- [The task] The records below must be retyped exactly.

- [Material for this exercise]
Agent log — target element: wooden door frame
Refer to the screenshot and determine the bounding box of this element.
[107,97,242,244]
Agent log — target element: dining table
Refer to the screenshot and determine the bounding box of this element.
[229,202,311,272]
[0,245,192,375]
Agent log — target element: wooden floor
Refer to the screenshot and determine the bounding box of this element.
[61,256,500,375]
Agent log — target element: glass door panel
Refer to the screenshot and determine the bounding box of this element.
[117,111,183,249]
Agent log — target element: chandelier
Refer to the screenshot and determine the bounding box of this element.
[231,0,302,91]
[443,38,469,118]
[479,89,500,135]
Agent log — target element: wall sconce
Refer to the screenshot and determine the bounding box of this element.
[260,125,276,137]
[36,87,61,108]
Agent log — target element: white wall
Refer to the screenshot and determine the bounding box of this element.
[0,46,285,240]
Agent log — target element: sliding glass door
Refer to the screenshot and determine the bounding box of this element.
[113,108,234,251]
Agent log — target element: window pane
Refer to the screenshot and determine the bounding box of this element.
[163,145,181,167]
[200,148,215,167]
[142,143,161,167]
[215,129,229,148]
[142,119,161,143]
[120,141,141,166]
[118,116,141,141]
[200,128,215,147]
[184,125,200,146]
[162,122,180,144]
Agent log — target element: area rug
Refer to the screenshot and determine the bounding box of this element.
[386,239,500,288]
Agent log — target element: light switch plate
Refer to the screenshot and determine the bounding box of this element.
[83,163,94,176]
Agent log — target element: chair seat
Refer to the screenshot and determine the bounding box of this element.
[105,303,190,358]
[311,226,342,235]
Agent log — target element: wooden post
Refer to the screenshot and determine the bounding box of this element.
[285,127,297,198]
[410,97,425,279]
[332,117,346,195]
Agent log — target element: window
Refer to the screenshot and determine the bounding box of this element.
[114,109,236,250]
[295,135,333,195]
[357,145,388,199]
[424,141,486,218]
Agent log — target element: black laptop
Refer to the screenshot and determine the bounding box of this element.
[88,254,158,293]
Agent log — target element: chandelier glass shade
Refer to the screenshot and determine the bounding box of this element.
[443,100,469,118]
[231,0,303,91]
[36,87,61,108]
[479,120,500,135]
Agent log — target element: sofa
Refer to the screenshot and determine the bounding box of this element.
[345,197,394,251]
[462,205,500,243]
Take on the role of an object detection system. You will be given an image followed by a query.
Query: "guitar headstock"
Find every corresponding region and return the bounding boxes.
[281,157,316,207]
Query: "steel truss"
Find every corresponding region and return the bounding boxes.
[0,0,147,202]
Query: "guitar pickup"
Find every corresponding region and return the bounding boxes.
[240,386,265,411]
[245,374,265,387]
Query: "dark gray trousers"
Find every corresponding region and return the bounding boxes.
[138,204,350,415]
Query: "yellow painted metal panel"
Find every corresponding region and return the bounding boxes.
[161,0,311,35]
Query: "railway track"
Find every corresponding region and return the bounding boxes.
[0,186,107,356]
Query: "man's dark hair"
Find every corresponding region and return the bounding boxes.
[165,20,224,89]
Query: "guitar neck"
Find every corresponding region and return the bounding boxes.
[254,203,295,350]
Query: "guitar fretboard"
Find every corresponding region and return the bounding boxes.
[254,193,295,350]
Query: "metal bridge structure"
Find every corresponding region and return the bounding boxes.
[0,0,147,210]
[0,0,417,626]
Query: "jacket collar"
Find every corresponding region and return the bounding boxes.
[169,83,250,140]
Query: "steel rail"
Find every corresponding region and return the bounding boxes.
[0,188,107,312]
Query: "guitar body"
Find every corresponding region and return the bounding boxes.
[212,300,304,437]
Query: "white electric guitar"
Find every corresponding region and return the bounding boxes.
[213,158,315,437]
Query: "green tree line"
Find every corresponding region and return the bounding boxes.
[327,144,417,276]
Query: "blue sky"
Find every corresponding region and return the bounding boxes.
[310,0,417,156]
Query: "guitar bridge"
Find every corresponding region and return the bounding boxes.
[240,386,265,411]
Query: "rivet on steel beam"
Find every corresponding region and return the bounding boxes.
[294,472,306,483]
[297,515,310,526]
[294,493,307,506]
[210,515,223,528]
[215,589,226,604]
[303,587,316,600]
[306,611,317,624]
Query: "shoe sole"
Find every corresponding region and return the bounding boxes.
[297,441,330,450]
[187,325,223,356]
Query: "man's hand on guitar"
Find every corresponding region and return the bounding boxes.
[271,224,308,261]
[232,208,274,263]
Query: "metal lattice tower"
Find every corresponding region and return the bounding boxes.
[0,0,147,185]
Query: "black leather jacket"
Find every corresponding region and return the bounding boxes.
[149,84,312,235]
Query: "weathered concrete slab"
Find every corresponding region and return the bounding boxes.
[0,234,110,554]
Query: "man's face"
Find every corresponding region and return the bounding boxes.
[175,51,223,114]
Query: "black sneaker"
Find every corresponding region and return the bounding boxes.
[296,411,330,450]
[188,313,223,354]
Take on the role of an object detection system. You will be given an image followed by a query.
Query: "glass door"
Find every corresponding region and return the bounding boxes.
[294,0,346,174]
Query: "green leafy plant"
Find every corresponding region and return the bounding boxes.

- [Response to the exercise]
Agent log — target element: wooden door frame
Refer to the screenshot and determine the bounding box of this element.
[107,97,242,244]
Agent log — target element: dining table
Refer to the screenshot and determine the bounding box of this element.
[229,202,311,272]
[0,245,192,375]
Agent log — target element: wooden floor
Refer to the screenshot and determine the bounding box of this element.
[61,256,500,375]
Agent log — target element: glass door panel
Refer to the screenshot and determine the bounding box of this element.
[117,111,183,249]
Agent log — target element: chandelier
Refer to the screenshot and determine the bounding box of this element.
[231,0,302,91]
[443,38,469,118]
[479,89,500,135]
Agent log — target element: wall sconce
Refer to the screenshot and determine the bounding box of this element.
[260,125,276,137]
[36,87,61,108]
Agent log — target element: white wall
Refer to the screenshot and determine the bounding box of this element.
[0,46,285,240]
Agent log — target element: sliding glass door
Refer to the screenshot and determine the bounding box of this element.
[113,108,234,251]
Agent log — target element: window pane
Refer to the screenshot and determine the bounding box of this element.
[163,145,181,167]
[200,148,215,167]
[142,143,161,167]
[215,129,229,148]
[142,119,161,143]
[120,141,141,166]
[118,116,141,141]
[200,128,215,147]
[184,125,200,146]
[162,122,180,144]
Agent log — target element: area rug
Refer to the screenshot and determine the bounding box of this element.
[386,239,500,288]
Agent log — target element: light switch plate
Refer to the screenshot and determine the bounding box of this element.
[83,163,94,176]
Agent log — target element: chair seat
Refer to the screenshot and determine the bounding box of this element.
[105,303,190,358]
[311,226,342,235]
Agent log — target element: wooden post
Refer to the screenshot and determine the bounding box of this element.
[285,127,297,198]
[410,97,425,279]
[332,117,346,195]
Agent log — target element: window
Refer to the screenshot and determine the bounding box of this element.
[114,109,236,250]
[295,135,333,195]
[357,145,388,199]
[424,141,486,218]
Agent log — target element: black laptop
Refer to the screenshot and determine the bounding box of this element.
[88,254,158,293]
Agent log — target element: chandelier glass shade
Refer to the screenshot and determine the bounding box of this element.
[443,100,469,118]
[231,0,303,91]
[36,87,61,108]
[479,120,500,135]
Agent log — target element: sofa
Refer to the screenshot and determine the bounding box of this element.
[345,197,394,251]
[462,205,500,243]
Take on the role of an object detection system. You will be given an image followed by a query.
Query: "guitar headstock"
Find every corresponding region and return the bounding boxes.
[281,157,316,207]
Query: "steel truss"
Find every corresponding region and return the bounding boxes.
[0,0,147,202]
Query: "guitar pickup"
Find every corresponding region and return the bounding boxes.
[240,386,265,411]
[245,374,265,387]
Query: "dark gray trousers"
Find every corresponding region and return the bounding boxes.
[138,204,350,415]
Query: "yellow painted metal panel"
Find every corresponding region and return the bounding boxes.
[161,0,311,35]
Query: "railway track"
Find every corresponding region and return the bounding boxes.
[0,186,107,356]
Query: "man's dark hair"
Find every corresponding region and return the bounding boxes.
[165,20,224,89]
Query: "guitar neck"
Find every corresponding region and return the bounding boxes.
[254,203,295,350]
Query: "guitar fretboard"
Find every corresponding region and return the bounding boxes.
[254,193,295,350]
Query: "metal bridge structure"
Find every corresponding region and return the bounding boxes.
[0,0,147,210]
[0,0,417,626]
Query: "jacket collar"
Find every corresponding region and return the bounding boxes.
[169,83,250,140]
Query: "steel rail"
Find every corresponding region and return the bounding boxes.
[0,188,107,312]
Query: "guitar body"
Find every corresponding region and return the bounding boxes.
[212,300,304,437]
Query: "white electric guitar"
Find every corresponding region and return the bounding boxes.
[213,158,315,437]
Query: "green tree line"
Find every corresponding region and return the bounding boxes.
[327,144,417,276]
Query: "blue sky"
Find every corresponding region and return the bounding boxes.
[310,0,417,156]
Query: "guitar bridge"
Find every corresponding region and return the bounding boxes.
[240,386,265,411]
Query: "rivet on steel beam"
Find every corresponding region and return the bounding boxes.
[294,472,306,483]
[297,515,310,526]
[294,493,307,506]
[210,515,223,528]
[215,589,226,604]
[303,587,316,600]
[306,611,317,624]
Query: "shoe sole"
Find every corresponding region and return the bounding boxes.
[297,441,330,450]
[187,325,223,356]
Query: "man's hand on guitar"
Find every corresponding region and return the bounding boxes.
[271,224,308,261]
[232,208,274,263]
Query: "metal lattice tower"
Find every corresponding region and return the bounding boxes.
[0,0,147,185]
Query: "black leather jacket"
Find every corresponding region and return the bounding boxes.
[149,84,312,235]
Query: "weathered concrete slab"
Find every corresponding region and return the bounding boxes.
[0,234,110,554]
Query: "man's face"
Find every corresponding region and return the bounding boxes.
[175,51,223,114]
Query: "black sneaker"
Find every corresponding region and return the bounding boxes.
[296,411,330,450]
[188,313,223,354]
Take on the role of an object detection system. You will be given an image followed by a query.
Query: "glass door"
Find every corresponding region and return the bounding boxes.
[294,0,346,174]
Query: "green leafy plant"
Find every corresponding region and return the bounding boxes.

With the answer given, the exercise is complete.